--- Required work ---
Nothing but the lines from the start of the entries through the line holding "negative clicks: (296, 116) (279, 155)" is to be repeated, exactly and with pictures excluded.

--- Entries supplied ---
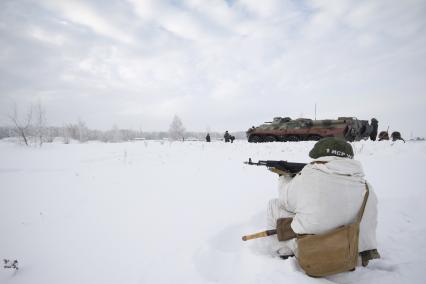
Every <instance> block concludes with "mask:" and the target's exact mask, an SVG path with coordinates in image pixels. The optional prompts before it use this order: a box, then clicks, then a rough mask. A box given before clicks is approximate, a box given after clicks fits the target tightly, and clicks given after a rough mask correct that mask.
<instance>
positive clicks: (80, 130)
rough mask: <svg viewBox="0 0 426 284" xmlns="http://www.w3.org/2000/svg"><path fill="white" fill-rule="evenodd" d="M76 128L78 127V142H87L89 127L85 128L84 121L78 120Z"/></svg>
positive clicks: (77, 127)
mask: <svg viewBox="0 0 426 284" xmlns="http://www.w3.org/2000/svg"><path fill="white" fill-rule="evenodd" d="M77 129H78V141H80V143H83V142H87V141H88V140H89V137H88V133H89V129H88V128H87V126H86V123H85V122H84V121H82V120H79V121H78V124H77Z"/></svg>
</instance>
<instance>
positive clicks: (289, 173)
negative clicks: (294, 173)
mask: <svg viewBox="0 0 426 284" xmlns="http://www.w3.org/2000/svg"><path fill="white" fill-rule="evenodd" d="M268 170H270V171H271V172H273V173H276V174H278V175H279V176H292V174H290V173H288V172H285V171H282V170H279V169H277V168H273V167H270V168H268Z"/></svg>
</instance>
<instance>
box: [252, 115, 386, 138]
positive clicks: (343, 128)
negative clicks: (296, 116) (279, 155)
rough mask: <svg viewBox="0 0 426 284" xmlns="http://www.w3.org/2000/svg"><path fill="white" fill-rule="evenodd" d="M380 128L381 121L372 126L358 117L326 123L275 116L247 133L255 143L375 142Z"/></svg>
mask: <svg viewBox="0 0 426 284" xmlns="http://www.w3.org/2000/svg"><path fill="white" fill-rule="evenodd" d="M373 120H374V123H373ZM377 125H378V123H377V120H376V119H374V118H373V119H372V124H369V123H368V121H367V120H358V119H357V118H355V117H339V118H338V119H324V120H312V119H309V118H298V119H291V118H290V117H275V118H274V119H273V120H272V121H271V122H265V123H264V124H262V125H259V126H257V127H254V126H253V127H251V128H250V129H249V130H247V132H246V134H247V139H248V141H249V142H254V143H259V142H274V141H283V142H285V141H306V140H314V141H317V140H320V139H321V138H323V137H340V138H343V139H346V140H347V141H359V140H361V139H368V138H369V137H370V138H371V139H372V140H375V139H376V136H377ZM373 136H374V139H373Z"/></svg>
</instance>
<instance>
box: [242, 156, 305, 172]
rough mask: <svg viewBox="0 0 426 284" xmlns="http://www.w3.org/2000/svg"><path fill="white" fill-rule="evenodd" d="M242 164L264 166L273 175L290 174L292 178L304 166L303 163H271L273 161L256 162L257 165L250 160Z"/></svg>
mask: <svg viewBox="0 0 426 284" xmlns="http://www.w3.org/2000/svg"><path fill="white" fill-rule="evenodd" d="M244 164H246V165H255V166H265V167H267V168H268V169H270V170H271V171H273V172H275V173H278V174H290V175H292V176H294V175H296V174H297V173H298V172H300V171H301V170H302V169H303V168H304V167H305V166H306V164H304V163H292V162H287V161H273V160H268V161H258V162H257V163H253V162H252V160H251V158H249V160H248V162H244ZM274 169H275V170H274Z"/></svg>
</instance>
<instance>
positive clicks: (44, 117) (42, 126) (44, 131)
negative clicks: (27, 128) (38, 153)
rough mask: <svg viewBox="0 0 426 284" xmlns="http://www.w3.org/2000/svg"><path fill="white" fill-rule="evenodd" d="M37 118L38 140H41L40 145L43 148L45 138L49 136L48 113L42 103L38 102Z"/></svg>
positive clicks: (37, 106)
mask: <svg viewBox="0 0 426 284" xmlns="http://www.w3.org/2000/svg"><path fill="white" fill-rule="evenodd" d="M35 116H36V124H35V132H36V136H37V138H38V139H39V145H40V147H41V146H42V145H43V142H44V140H45V136H46V135H47V133H46V132H47V129H46V112H45V110H44V108H43V106H42V104H41V102H38V104H37V107H36V115H35Z"/></svg>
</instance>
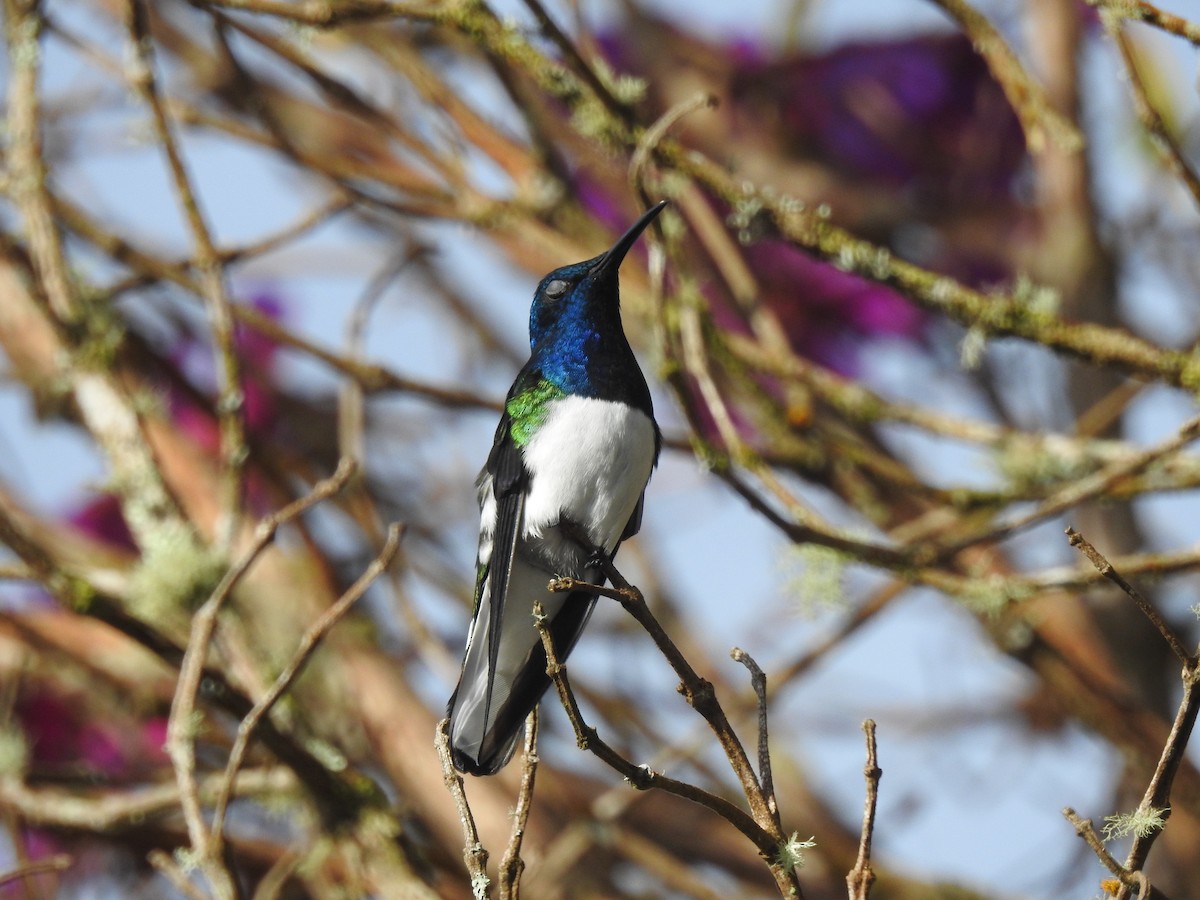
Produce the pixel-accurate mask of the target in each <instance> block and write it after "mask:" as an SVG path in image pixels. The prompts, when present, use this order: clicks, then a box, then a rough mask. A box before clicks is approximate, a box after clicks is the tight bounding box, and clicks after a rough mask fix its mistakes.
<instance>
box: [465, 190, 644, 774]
mask: <svg viewBox="0 0 1200 900" xmlns="http://www.w3.org/2000/svg"><path fill="white" fill-rule="evenodd" d="M666 205H667V202H666V200H662V202H661V203H659V204H656V205H654V206H652V208H650V209H648V210H647V211H646V212H644V214H643V215H642V216H641V218H638V220H637V221H636V222H635V223H634V224H632V226H631V227H630V228H629V230H626V232H625V233H624V234H623V235H622V236H620V238H619V239H618V240H617V242H616V244H613V245H612V247H611V248H610V250H607V251H606V252H604V253H601V254H600V256H598V257H594V258H593V259H588V260H584V262H582V263H575V264H574V265H565V266H563V268H562V269H556V270H554V271H552V272H550V275H547V276H546V277H544V278H542V280H541V282H540V283H539V284H538V288H536V290H535V292H534V296H533V305H532V307H530V310H529V361H528V362H527V364H526V365H524V367H523V368H522V370H521V371H520V372H518V373H517V377H516V380H515V382H514V383H512V388H510V389H509V392H508V396H506V398H505V401H504V414H503V415H502V416H500V422H499V425H498V426H497V428H496V439H494V442H493V444H492V451H491V454H488V456H487V463H486V464H485V466H484V470H482V472H481V473H480V474H479V480H478V481H476V487H478V488H479V508H480V528H479V553H478V557H476V563H475V595H474V612H473V616H472V622H470V632H469V634H468V636H467V649H466V652H464V653H463V661H462V670H461V672H460V676H458V686H457V688H455V691H454V694H452V695H451V697H450V702H449V704H448V709H446V715H448V716H449V718H450V727H449V732H450V751H451V758H452V760H454V764H455V766H456V767H457V768H458V769H460V770H461V772H466V773H469V774H472V775H492V774H494V773H496V772H498V770H499V769H500V768H503V767H504V766H505V763H508V762H509V760H510V758H512V751H514V749H515V748H516V744H517V738H518V737H520V734H521V728H522V725H523V722H524V720H526V716H528V715H529V713H530V712H532V710H533V708H534V707H535V706H538V701H539V700H541V696H542V695H544V694H545V692H546V689H547V688H548V686H550V677H548V676H547V674H546V653H545V649H544V648H542V644H541V638H540V636H539V634H538V629H536V626H535V625H534V618H533V607H534V604H535V602H541V606H542V611H544V614H545V617H546V624H547V628H548V629H550V634H551V636H552V637H553V642H554V649H556V654H557V655H558V658H559V660H565V659H566V655H568V654H569V653H570V652H571V648H572V647H574V646H575V642H576V641H577V640H578V637H580V634H581V632H582V631H583V626H584V625H586V624H587V622H588V618H589V617H590V614H592V608H593V606H595V601H596V598H595V595H594V594H590V593H587V592H582V590H574V592H569V593H552V592H551V590H548V588H547V584H548V583H550V581H551V580H552V578H554V577H572V578H577V580H580V581H587V582H589V583H593V584H602V583H604V578H605V574H604V566H602V563H604V560H605V559H607V560H608V562H611V560H612V558H613V556H614V554H616V552H617V547H618V546H619V545H620V542H622V541H624V540H625V539H626V538H631V536H632V535H635V534H637V532H638V529H640V528H641V523H642V503H643V498H644V492H646V485H647V482H648V481H649V479H650V472H652V470H653V469H654V466H655V464H656V463H658V458H659V450H660V449H661V445H662V436H661V433H660V432H659V426H658V424H656V422H655V421H654V408H653V404H652V403H650V391H649V388H648V386H647V384H646V377H644V376H643V374H642V370H641V368H638V366H637V360H636V359H635V358H634V352H632V349H630V346H629V340H628V338H626V337H625V331H624V329H623V328H622V324H620V298H619V292H618V284H617V271H618V269H619V268H620V263H622V260H623V259H624V258H625V254H626V253H628V252H629V250H630V247H632V246H634V244H635V242H636V241H637V238H638V236H640V235H641V234H642V232H643V230H644V229H646V227H647V226H648V224H649V223H650V222H652V221H654V218H655V216H658V215H659V214H660V212H661V211H662V209H664V206H666Z"/></svg>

--- The answer ---
Every <instance> block concludes with "mask:" and the target's exact mask, an SVG path with coordinates in image pixels. The optional prompts before it use this order: a box, then clicks, then a rough mask. A box given before clicks is approximate, a box given after clicks fits the target tightly, and clicks given after a rough mask correct that mask.
<instance>
positive clicks: (80, 130)
rough mask: <svg viewBox="0 0 426 284" xmlns="http://www.w3.org/2000/svg"><path fill="white" fill-rule="evenodd" d="M76 128L78 127V142H87L89 127L85 128L84 121L78 120Z"/></svg>
positive clicks: (77, 127)
mask: <svg viewBox="0 0 426 284" xmlns="http://www.w3.org/2000/svg"><path fill="white" fill-rule="evenodd" d="M77 129H78V141H80V143H83V142H87V141H88V140H89V137H88V133H89V129H88V128H87V126H86V123H85V122H84V121H82V120H79V121H78V124H77Z"/></svg>
</instance>
<instance>
positive clicks: (289, 173)
negative clicks: (294, 173)
mask: <svg viewBox="0 0 426 284" xmlns="http://www.w3.org/2000/svg"><path fill="white" fill-rule="evenodd" d="M268 170H270V171H271V172H273V173H276V174H278V175H279V176H292V174H290V173H288V172H285V171H282V170H279V169H277V168H273V167H270V168H268Z"/></svg>
</instance>
<instance>
box: [252, 115, 386, 138]
positive clicks: (343, 128)
negative clicks: (296, 116) (279, 155)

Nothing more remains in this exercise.